■ **Aim of the exercise**
Each entry that follows should be retyped exactly.

************

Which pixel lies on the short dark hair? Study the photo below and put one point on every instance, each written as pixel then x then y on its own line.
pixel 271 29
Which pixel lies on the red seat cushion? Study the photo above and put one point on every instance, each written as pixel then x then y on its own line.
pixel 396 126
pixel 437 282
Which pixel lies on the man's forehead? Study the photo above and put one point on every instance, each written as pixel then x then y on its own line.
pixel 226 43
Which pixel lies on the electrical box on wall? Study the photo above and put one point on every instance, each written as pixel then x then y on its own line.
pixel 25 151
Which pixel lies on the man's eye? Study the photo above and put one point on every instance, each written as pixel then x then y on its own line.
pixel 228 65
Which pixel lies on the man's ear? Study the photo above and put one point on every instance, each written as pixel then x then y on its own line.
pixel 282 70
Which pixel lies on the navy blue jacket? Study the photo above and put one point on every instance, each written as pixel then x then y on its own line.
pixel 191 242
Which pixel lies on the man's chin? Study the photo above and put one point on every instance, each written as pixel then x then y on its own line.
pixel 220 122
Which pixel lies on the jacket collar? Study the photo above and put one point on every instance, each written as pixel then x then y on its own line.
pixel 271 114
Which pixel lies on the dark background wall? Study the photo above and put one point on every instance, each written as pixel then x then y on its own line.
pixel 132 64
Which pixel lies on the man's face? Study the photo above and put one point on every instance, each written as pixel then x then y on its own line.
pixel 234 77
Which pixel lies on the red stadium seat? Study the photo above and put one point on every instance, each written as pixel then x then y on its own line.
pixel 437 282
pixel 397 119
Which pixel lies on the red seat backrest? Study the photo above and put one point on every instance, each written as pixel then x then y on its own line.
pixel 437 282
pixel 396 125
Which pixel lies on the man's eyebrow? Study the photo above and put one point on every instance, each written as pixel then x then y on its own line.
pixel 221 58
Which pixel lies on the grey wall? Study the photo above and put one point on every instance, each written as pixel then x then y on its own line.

************

■ **Response to this exercise**
Which pixel lies on the short dark hair? Study the photo below and put one point on every instance, each written as pixel then x then y on its own line.
pixel 271 29
Which pixel lies on the red seat cushion? Study the photo above and put one point on every instance, each written as pixel then x then y on its own line.
pixel 396 126
pixel 437 282
Which pixel lies on the man's forehead? Study the photo above and put one point on every instance, each written as pixel then x then y on its own line.
pixel 226 43
Which pixel lies on the electrical box on wall? Study the photo above and put one point on every instance, each written as pixel then x then y on its own line.
pixel 25 151
Which pixel lies on the man's eye? Study the photo above and put one point on every instance, each written as pixel then x then y on its own line.
pixel 228 65
Which pixel lies on the man's ear? Study the photo above and put one point on every instance, each written as pixel then x then y on its own line.
pixel 282 70
Which pixel lies on the navy blue jacket? Study the photo above and put one point on every instance, each written as pixel then x then y on its own line.
pixel 191 242
Which pixel lies on the man's chin? Study the photo above and put one point on every instance, each written as pixel then x then y on its own line.
pixel 220 122
Which pixel lies on the jacket collar? Study the photo above and put one point on every instance, each written as pixel then x then y on its own line.
pixel 271 114
Which pixel lies on the dark background wall? Study the photo above and put one point on every instance, each written as pixel then x then y on its own line.
pixel 132 64
Which pixel lies on the man's face? Study the photo above and put one point on every instance, each written as pixel then x then y on its own line.
pixel 234 77
Which pixel lies on the red stadium seat? Study the photo above and put one point on every instance, each written as pixel then x then y on its own line.
pixel 437 282
pixel 397 119
Which pixel lies on the red seat backrest? Study the photo above and put one point on every instance, each written as pixel then x then y on its own line.
pixel 437 282
pixel 396 125
Which pixel lies on the man's eyebrow? Study the photo above and put one point on every instance, each written as pixel then x then y on its own line.
pixel 221 58
Which pixel lies on the grey wall? Study the photo above and put one point on every instance, each written as pixel then x then y on its own line.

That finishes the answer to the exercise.